• **What this task involves**
Lay out every line of the data below as a numbered list, skipping blank lines and leaving the pictures out of your answer.

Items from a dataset
* Start *

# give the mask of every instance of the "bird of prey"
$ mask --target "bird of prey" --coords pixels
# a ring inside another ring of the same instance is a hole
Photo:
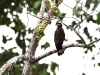
[[[57,23],[57,29],[54,33],[54,42],[55,42],[56,49],[58,51],[58,56],[64,53],[64,51],[62,50],[62,45],[64,40],[65,40],[65,33],[62,28],[62,24]]]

* End *

• **Final result**
1. # give the mask of every instance of the "bird of prey"
2. $ mask --target "bird of prey" --coords pixels
3. # a ring inside another ring of the same instance is a hole
4. Photo:
5. [[[57,23],[57,29],[54,33],[54,42],[55,42],[56,49],[58,51],[58,56],[64,53],[64,51],[62,50],[62,45],[64,40],[65,40],[65,33],[62,28],[62,24]]]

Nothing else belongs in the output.